> **What is being asked**
Keep every line in which "fingers" occurs and drop the rest of the data.

> **Data for this exercise**

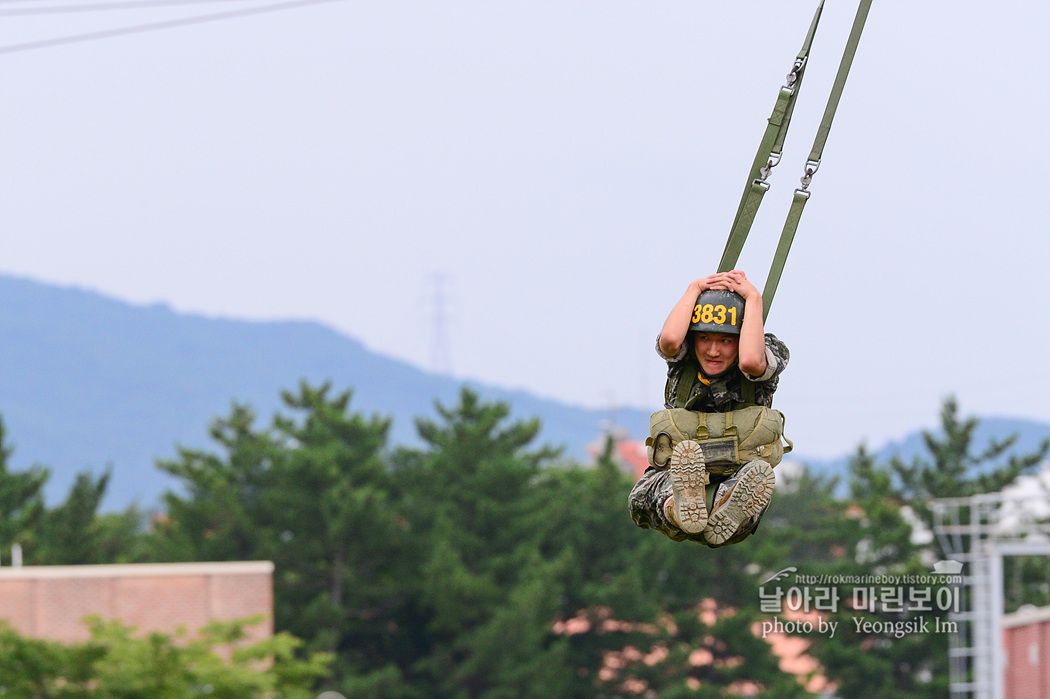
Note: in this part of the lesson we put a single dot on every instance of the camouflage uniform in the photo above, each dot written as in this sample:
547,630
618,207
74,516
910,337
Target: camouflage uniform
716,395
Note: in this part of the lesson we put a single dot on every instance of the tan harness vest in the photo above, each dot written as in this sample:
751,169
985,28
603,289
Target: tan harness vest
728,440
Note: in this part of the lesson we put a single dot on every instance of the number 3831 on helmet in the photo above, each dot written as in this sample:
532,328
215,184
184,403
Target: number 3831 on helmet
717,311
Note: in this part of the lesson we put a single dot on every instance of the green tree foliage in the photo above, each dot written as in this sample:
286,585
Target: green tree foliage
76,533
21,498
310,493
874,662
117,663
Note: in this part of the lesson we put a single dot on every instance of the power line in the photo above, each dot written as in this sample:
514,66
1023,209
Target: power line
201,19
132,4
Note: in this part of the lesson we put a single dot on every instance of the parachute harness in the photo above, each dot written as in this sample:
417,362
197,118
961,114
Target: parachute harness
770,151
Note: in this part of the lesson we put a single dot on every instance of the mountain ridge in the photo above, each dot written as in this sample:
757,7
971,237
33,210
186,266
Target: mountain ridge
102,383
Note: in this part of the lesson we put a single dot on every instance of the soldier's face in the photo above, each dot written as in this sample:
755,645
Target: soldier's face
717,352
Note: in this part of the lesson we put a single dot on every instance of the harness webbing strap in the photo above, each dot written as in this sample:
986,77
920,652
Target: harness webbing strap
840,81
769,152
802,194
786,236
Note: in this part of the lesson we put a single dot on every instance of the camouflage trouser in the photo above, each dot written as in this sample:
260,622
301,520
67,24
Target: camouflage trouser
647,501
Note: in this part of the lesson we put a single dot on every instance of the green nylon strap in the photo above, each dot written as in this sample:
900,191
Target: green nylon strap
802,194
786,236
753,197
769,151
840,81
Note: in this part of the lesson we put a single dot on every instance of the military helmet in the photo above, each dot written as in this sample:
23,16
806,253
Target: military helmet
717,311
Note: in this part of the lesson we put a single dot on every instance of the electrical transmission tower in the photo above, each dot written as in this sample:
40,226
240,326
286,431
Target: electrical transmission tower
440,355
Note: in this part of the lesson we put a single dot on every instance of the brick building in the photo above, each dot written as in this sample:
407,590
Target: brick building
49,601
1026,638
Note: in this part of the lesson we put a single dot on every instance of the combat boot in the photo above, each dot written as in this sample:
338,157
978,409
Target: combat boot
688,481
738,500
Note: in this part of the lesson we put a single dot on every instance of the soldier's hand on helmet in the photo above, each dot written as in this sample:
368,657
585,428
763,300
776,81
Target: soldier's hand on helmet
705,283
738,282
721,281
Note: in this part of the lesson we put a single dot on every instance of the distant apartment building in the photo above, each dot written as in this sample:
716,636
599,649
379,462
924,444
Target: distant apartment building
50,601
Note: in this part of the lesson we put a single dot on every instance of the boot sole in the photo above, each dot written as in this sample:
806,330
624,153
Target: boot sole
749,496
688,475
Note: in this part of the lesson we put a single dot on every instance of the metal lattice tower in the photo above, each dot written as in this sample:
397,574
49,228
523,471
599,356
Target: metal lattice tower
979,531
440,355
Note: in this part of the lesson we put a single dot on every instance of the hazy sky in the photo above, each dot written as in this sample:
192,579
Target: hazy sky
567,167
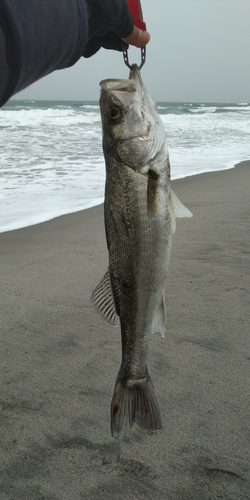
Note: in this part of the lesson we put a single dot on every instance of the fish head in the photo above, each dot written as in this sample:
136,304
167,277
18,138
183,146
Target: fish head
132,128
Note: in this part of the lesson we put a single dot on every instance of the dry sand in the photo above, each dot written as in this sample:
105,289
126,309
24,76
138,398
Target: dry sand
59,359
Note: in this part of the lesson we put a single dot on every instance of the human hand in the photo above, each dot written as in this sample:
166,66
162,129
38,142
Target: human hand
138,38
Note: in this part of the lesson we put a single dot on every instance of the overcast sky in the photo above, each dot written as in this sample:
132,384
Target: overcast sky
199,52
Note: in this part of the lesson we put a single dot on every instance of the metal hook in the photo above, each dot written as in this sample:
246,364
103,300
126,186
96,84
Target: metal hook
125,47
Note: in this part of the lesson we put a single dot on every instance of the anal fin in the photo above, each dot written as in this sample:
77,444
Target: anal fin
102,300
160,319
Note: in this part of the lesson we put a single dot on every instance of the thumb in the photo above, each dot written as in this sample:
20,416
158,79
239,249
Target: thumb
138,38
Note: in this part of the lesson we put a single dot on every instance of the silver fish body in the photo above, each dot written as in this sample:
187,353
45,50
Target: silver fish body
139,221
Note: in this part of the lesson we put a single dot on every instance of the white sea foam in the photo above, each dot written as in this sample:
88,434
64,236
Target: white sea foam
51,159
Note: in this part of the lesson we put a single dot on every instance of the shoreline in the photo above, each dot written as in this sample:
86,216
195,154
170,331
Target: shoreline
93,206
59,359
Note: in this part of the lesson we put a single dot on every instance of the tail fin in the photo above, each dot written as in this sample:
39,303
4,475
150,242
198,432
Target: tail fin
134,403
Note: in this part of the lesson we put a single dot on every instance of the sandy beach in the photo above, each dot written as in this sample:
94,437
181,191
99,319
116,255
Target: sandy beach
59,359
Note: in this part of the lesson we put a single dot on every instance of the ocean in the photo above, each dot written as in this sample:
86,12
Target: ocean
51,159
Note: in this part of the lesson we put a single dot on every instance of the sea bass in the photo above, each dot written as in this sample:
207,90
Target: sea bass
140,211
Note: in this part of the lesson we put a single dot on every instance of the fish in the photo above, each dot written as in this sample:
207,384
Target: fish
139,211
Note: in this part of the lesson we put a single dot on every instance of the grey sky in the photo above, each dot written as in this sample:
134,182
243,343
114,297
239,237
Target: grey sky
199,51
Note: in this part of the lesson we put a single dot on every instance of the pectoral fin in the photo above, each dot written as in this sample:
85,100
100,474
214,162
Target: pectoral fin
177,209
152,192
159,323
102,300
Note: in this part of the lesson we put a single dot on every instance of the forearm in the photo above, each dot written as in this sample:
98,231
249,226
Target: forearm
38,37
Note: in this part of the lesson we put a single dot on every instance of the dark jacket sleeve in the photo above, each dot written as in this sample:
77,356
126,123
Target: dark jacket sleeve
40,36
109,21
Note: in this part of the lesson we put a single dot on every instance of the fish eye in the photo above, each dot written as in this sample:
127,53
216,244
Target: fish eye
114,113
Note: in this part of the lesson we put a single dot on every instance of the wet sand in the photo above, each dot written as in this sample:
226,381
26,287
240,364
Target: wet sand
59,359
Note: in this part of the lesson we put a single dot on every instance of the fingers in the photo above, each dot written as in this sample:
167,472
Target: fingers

> **Output for this task**
Note: in this part of the lesson we put a single dot on every instance of the fingers in the photo above, each dot written as in this sample:
Target: fingers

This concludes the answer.